[Items from a data source]
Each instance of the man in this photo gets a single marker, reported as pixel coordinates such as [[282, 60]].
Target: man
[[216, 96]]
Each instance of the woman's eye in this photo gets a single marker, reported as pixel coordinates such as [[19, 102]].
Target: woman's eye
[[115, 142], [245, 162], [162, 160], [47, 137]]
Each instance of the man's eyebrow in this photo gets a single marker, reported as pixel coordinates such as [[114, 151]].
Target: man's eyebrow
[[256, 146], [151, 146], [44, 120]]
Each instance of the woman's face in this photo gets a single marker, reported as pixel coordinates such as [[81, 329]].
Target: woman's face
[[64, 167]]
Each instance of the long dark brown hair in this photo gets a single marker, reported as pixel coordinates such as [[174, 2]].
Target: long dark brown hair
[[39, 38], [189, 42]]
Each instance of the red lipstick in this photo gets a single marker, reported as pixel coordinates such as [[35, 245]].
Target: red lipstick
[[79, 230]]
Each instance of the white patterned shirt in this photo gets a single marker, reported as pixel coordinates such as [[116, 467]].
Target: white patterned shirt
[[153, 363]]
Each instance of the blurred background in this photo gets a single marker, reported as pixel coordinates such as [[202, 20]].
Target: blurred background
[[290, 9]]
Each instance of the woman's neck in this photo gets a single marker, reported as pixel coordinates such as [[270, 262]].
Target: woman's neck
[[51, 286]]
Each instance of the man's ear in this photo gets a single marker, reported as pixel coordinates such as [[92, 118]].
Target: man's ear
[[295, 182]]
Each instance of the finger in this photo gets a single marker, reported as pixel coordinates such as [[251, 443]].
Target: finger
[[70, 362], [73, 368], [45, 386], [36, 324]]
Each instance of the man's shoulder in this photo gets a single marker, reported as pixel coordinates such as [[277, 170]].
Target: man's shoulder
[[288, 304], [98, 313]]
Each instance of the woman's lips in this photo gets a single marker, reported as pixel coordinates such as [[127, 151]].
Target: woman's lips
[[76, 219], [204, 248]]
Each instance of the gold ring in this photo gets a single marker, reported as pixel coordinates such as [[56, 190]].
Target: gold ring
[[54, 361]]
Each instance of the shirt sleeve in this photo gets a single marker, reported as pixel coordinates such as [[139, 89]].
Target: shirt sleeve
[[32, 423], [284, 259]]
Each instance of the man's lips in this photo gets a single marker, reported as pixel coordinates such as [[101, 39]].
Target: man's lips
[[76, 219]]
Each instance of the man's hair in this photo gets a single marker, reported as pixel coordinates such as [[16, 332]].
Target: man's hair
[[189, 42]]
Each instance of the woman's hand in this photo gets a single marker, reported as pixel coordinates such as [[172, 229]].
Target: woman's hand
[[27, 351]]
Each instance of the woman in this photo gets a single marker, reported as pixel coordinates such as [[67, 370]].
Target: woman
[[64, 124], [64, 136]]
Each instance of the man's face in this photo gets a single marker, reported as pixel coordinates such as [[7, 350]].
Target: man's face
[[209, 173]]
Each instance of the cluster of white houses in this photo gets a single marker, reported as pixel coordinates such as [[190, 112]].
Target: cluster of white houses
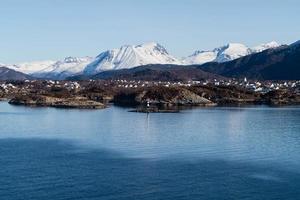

• **Task objective**:
Change "in this photo" to "in this image" everywhere in the items above, keep everything else the same, and leave the picture out of your answer.

• **Result for this task**:
Each instance of the man in this image gets a single marker, reported as pixel coordinates such as [[282, 60]].
Target: man
[[216, 96]]
Each instance of the woman's eye in this image gets a single marker, reported as pixel coordinates such as [[19, 102]].
Target: woman's eye
[[115, 142], [245, 162], [162, 160], [47, 137]]
Each instance of the man's eyebrow in this image gets a single marker, reported as pixel coordinates such as [[114, 151]].
Target: man's eyebrow
[[256, 146], [151, 146], [44, 120]]
Each instance of the woman's face in this image gets a single marker, reported as pixel coordinates such as [[81, 329]].
Target: woman's face
[[64, 167]]
Each instance of the long dark brown hair in this image gets a single marker, reported as pixel coordinates such as [[174, 2]].
Target: long dark brown hair
[[39, 38], [189, 42]]
Each instance of the red lipstick in this image gets a single marker, reported as pixel coordinates such as [[35, 245]].
Target: red lipstick
[[79, 230]]
Each instance of the white patterned shirt in this image gets a single marker, reported as pixel coordinates such as [[116, 467]].
Target: white patterned shirt
[[153, 363]]
Each instance of the blurred background in this image gets a single marker, reported as pixel coordinates such as [[202, 20]].
Target: blurred background
[[290, 9]]
Each instance of the woman's neck in this image gets a single marker, reported as pixel coordinates such as [[270, 262]].
Target: woman's neck
[[51, 286]]
Each instance of the man's ear in this image gets a single marker, reported as pixel coordinates such as [[92, 118]].
Target: man's ear
[[295, 182]]
Each instance of the finger in this image gets a single marker, reported as pixel coordinates such as [[251, 443]].
Target: finger
[[70, 362], [73, 368], [45, 386], [36, 324]]
Each instance of the man's shoulder in this image gets a single marker, reported as pixel coordinates such as [[277, 170]].
Target: man's shoulder
[[288, 304], [98, 313]]
Each instance of the woman's lips in this image gets a single marker, reported as pixel coordinates such as [[127, 151]].
Target: woman's lips
[[76, 219], [204, 248]]
Each instance of the gold ring in this image gets a single marker, reported as pixel coordinates such as [[56, 190]].
Target: gold ring
[[54, 361]]
Each instance of the shirt sleeve in this image gets a single marker, reported as pixel coordinates such as [[139, 89]].
Target: shirt sleeve
[[32, 423], [284, 259]]
Each instance of the man's lips in this image gets a single marker, reported as pixel coordinates such as [[101, 39]].
Target: man's lips
[[76, 219]]
Each instance of the man's hair in this image gets a single marker, reported as pixel coordinates such as [[16, 332]].
Target: man's hair
[[189, 42]]
Each instance of the woman's hand in this image gets a single marker, reported as pixel coordinates such as [[172, 229]].
Target: woman's hand
[[27, 351]]
Each instance of the woman in this image gets a single marker, reported as pixel coordinates such as [[67, 370]].
Target: woman
[[64, 124], [64, 136]]
Each instance of the man's face in this image gets a single marker, reported as pixel coordinates such as [[7, 350]].
Target: man's face
[[209, 173]]
Each instance of the cluster of white houses in this image gets a single marker, reported as pixel coordinates such as [[190, 112]].
Target: cluster of white houses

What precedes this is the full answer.